Copy each of the following entries verbatim, preserving every line as it appears.

Start of Available records

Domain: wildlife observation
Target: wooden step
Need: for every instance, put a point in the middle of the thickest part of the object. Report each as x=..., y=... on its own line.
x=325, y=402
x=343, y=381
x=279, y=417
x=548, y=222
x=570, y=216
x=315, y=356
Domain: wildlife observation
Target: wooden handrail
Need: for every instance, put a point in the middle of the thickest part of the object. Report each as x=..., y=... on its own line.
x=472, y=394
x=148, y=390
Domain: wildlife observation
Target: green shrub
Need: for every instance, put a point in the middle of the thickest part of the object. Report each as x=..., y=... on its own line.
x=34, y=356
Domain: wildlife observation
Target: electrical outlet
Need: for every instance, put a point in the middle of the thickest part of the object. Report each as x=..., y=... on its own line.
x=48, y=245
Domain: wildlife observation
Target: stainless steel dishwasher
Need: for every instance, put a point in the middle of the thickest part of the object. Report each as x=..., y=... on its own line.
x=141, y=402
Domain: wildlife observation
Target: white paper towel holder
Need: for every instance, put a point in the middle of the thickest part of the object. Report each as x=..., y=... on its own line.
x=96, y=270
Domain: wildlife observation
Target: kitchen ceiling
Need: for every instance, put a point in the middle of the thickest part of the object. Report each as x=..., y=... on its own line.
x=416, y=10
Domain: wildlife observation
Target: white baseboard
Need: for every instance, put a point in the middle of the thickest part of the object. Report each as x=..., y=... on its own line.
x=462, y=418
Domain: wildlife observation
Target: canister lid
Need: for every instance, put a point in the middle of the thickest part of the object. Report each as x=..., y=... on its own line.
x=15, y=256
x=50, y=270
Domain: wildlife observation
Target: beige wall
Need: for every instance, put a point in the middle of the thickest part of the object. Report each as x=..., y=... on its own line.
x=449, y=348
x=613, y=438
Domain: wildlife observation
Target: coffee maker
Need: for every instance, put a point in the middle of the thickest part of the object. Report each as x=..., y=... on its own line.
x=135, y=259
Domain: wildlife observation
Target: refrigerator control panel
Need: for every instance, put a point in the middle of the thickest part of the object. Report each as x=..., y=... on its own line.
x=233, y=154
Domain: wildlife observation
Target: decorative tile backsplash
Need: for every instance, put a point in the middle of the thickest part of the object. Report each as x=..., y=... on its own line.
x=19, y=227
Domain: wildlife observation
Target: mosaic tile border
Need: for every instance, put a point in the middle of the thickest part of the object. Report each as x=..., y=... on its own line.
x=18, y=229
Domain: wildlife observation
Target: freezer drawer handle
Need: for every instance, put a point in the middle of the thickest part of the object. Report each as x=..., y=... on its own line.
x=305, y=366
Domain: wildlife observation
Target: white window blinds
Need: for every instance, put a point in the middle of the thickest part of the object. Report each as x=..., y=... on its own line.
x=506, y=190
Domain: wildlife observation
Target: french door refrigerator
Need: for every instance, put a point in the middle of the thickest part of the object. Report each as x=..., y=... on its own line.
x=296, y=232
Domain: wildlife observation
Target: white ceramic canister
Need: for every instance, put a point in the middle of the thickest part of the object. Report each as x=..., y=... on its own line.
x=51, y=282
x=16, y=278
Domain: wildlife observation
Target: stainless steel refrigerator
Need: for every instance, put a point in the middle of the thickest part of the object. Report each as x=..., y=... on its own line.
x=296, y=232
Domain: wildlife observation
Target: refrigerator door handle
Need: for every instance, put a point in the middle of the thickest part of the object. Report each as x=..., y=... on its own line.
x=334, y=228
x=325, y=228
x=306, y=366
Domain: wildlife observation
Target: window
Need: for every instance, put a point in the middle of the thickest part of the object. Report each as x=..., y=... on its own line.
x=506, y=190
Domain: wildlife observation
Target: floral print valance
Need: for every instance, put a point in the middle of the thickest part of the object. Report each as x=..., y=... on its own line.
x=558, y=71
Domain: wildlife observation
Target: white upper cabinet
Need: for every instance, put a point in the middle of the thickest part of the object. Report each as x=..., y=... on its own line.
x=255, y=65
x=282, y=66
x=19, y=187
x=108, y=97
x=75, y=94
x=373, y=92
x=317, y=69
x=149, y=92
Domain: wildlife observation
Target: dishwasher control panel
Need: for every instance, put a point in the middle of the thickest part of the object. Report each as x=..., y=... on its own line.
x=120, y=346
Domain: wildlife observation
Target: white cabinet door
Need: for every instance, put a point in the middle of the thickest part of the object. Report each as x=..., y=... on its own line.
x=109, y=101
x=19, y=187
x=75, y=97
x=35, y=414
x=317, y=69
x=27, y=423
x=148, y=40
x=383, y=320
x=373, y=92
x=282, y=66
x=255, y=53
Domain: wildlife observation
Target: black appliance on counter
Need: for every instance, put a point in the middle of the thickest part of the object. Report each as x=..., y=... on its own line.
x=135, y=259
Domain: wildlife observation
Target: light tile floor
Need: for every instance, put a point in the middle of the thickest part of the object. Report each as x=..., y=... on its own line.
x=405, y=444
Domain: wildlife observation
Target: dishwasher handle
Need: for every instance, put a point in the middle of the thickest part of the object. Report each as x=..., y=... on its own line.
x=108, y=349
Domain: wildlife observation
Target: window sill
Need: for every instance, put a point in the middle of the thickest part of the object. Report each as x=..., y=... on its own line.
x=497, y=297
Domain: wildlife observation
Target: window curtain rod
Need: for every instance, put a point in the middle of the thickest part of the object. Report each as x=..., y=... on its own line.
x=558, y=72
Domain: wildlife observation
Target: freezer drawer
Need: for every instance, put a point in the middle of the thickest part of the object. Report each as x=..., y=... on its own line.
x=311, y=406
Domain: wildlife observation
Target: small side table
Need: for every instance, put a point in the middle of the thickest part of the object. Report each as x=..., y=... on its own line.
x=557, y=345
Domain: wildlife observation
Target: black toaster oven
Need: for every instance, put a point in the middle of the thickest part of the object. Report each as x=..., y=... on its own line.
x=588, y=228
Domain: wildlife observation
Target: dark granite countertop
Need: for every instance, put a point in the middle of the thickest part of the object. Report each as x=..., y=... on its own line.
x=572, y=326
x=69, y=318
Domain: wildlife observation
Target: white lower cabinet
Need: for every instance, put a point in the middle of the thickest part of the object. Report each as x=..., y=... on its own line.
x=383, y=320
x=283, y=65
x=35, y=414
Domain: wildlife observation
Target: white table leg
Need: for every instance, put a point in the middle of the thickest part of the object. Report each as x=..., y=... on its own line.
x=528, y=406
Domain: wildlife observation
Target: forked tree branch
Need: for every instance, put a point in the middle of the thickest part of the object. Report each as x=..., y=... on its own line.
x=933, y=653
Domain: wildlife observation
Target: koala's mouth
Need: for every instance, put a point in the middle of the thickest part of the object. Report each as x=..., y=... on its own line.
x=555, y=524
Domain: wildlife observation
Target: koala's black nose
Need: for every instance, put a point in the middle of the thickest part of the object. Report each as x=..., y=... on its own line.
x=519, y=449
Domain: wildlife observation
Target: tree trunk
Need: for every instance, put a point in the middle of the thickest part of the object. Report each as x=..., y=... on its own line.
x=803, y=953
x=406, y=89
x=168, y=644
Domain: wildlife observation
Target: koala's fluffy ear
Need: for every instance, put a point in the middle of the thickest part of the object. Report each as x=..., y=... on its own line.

End of Available records

__Final answer__.
Domain: wildlife observation
Target: wooden step
Need: for every instance, put a point in the middle of the thickest part of the object. Report each as x=..., y=... on its own line.
x=325, y=402
x=343, y=381
x=279, y=417
x=548, y=222
x=570, y=216
x=315, y=356
Domain: wildlife observation
Target: wooden handrail
Need: for every instance, put a point in the middle of the thickest part of the object. Report each as x=..., y=... on its own line.
x=472, y=394
x=148, y=390
Domain: wildlife observation
Target: green shrub
Need: for every instance, put a point in the middle of the thickest part of the object. Report each as x=..., y=... on its own line.
x=34, y=356
Domain: wildlife observation
Target: electrical outlet
Need: for every instance, put a point in the middle of the thickest part of the object. Report each as x=..., y=... on its own line.
x=48, y=245
Domain: wildlife observation
Target: stainless steel dishwasher
Need: for every instance, put a point in the middle of the thickest part of the object. Report each as x=..., y=... on its own line.
x=141, y=402
Domain: wildlife observation
Target: white paper towel holder
Need: for every instance, put a point in the middle of the thickest part of the object. Report each as x=..., y=... on its own line.
x=96, y=270
Domain: wildlife observation
Target: kitchen ceiling
Need: for every instance, put a point in the middle of the thickest part of the object. Report each as x=..., y=... on its own line.
x=416, y=10
Domain: wildlife observation
Target: white baseboard
Need: for every instance, put a point in the middle of the thickest part of the object. Report each as x=..., y=... on its own line.
x=462, y=418
Domain: wildlife observation
Target: canister lid
Need: for every instance, put a point in the middle of the thickest part of the object. Report each as x=..., y=... on its own line.
x=15, y=256
x=50, y=270
Domain: wildlife observation
Target: beige wall
Need: for every instance, put a point in the middle of the thickest part of the object. Report each as x=..., y=... on its own line.
x=449, y=348
x=613, y=438
Domain: wildlife observation
Target: coffee maker
Need: for every instance, put a point in the middle of the thickest part of the object. Report each as x=..., y=... on its own line.
x=135, y=259
Domain: wildlife observation
Target: refrigerator control panel
Need: for every instance, put a point in the middle of the thickest part of the object. Report each as x=..., y=... on its own line.
x=233, y=154
Domain: wildlife observation
Target: decorative tile backsplash
Need: for every instance, put a point in the middle of the thickest part of the object. Report each as x=..., y=... on its own line.
x=19, y=227
Domain: wildlife observation
Target: mosaic tile border
Need: for every instance, put a point in the middle of the thickest part of the object. Report each as x=..., y=... on its own line.
x=18, y=229
Domain: wildlife observation
Target: freezer drawer handle
Need: for every instance, put a point in the middle of the thickest part of the object. Report each as x=..., y=... on its own line.
x=305, y=366
Domain: wildlife observation
Target: white window blinds
Need: for every instance, put a point in the middle of the thickest part of the object. Report each as x=..., y=... on its own line.
x=506, y=190
Domain: wildlife observation
Target: french door refrigerator
Need: for every instance, put a point in the middle of the thickest part of the object. Report each as x=..., y=... on its own line.
x=296, y=232
Domain: wildlife observation
Target: white ceramic canister
Need: for every instance, put a point in the middle of the thickest part of the object. Report each as x=..., y=... on its own line.
x=51, y=282
x=16, y=278
Domain: wildlife observation
Target: stainless steel refrigerator
Need: for every instance, put a point in the middle of the thickest part of the object. Report each as x=..., y=... on its own line.
x=296, y=232
Domain: wildlife observation
Target: refrigerator door handle
Need: for every instance, put a point in the middle of the thickest part of the object. Report each as x=..., y=... on its own line.
x=334, y=228
x=325, y=228
x=306, y=366
Domain: wildlife observation
Target: window
Need: for every instance, put a point in the middle of the thickest part of the object. Report each as x=..., y=... on its own line.
x=506, y=190
Domain: wildlife observation
Target: floral print valance
Need: for every instance, put a point in the middle of the thickest part of the object. Report each as x=..., y=... on its own line.
x=558, y=71
Domain: wildlife observation
Target: white upper cabinet
Need: for every instance, put a point in the middle of the thickest part of the object. Report each as x=..., y=... on its own line.
x=255, y=65
x=282, y=66
x=19, y=187
x=108, y=97
x=75, y=94
x=373, y=92
x=317, y=69
x=149, y=92
Domain: wildlife observation
Target: dishwasher control panel
Need: for every instance, put a point in the middle of the thickest part of the object. Report each as x=..., y=... on its own line.
x=120, y=346
Domain: wildlife observation
Target: white cabinet door
Need: for every instance, put a point in the middle of the thickest part of the object. Report each as x=..., y=... on its own line.
x=109, y=101
x=19, y=187
x=75, y=97
x=35, y=414
x=317, y=69
x=27, y=423
x=148, y=40
x=383, y=320
x=373, y=92
x=282, y=66
x=255, y=53
Domain: wildlife observation
Target: black appliance on counter
Need: for every instance, put a point in the middle of the thickest part of the object. Report each as x=..., y=... on its own line.
x=135, y=259
Domain: wildlife observation
Target: light tile floor
Need: for every instance, put a point in the middle of the thickest part of the object. Report each as x=..., y=... on its own line.
x=405, y=444
Domain: wildlife observation
Target: dishwasher handle
Need: for every instance, put a point in the middle of the thickest part of the object. Report each as x=..., y=... on its own line.
x=108, y=349
Domain: wildlife observation
Target: window sill
Need: for every instance, put a point in the middle of the thickest part of the object. Report each as x=..., y=... on its own line.
x=497, y=297
Domain: wildlife observation
Target: window curtain rod
Need: for every instance, put a point in the middle of the thickest part of the object. Report each as x=..., y=... on its own line.
x=558, y=72
Domain: wildlife observation
Target: freezer drawer
Need: for every instance, put a point in the middle of the thickest part of the object. Report each as x=..., y=... on its own line.
x=311, y=406
Domain: wildlife observation
Target: small side table
Need: for every instance, put a point in the middle of the thickest part of the object. Report each as x=..., y=... on its own line.
x=557, y=345
Domain: wildlife observation
Target: black toaster oven
Need: for every instance, put a point in the middle of the thickest part of the object. Report each as x=..., y=... on its own line.
x=588, y=228
Domain: wildlife observation
Target: dark granite countertop
Need: for every instance, put a point in the middle of the thickest part of the object. Report each as x=..., y=... on its own line.
x=572, y=326
x=69, y=318
Domain: wildlife observation
Target: white lower cabinet
Need: for every instance, put a point in the middle of the thickest part of the object. Report each as x=..., y=... on its own line.
x=383, y=320
x=283, y=65
x=35, y=414
Domain: wildlife observation
Target: white table leg
Need: for every instance, put a point in the middle of the thickest part of the object. Report each as x=..., y=... on its own line.
x=528, y=406
Domain: wildlife observation
Target: forked tree branch
Need: for every instance, put a point in the middle of the thickest part of the object. Report each as x=..., y=... on its own line.
x=933, y=653
Domain: wildlife observation
Target: koala's mouth
Need: for every instance, put a point in the middle of the thickest part of the object. Report each as x=..., y=... on its own line.
x=555, y=524
Domain: wildlife observation
Target: koala's black nose
Need: for every instance, put a point in the middle of the thickest part of the object. Report each as x=..., y=... on its own line.
x=519, y=449
Domain: wildlife observation
Target: tree trunk
Need: for every instance, put a point in the middle of the thickest part of the object. Report each as x=..., y=... on its own line.
x=803, y=953
x=406, y=89
x=168, y=644
Domain: wildlife observation
Target: koala's fluffy ear
Need: for every instance, put a point in the middle of the thickest part of the object. Report each as x=..., y=... on its own line.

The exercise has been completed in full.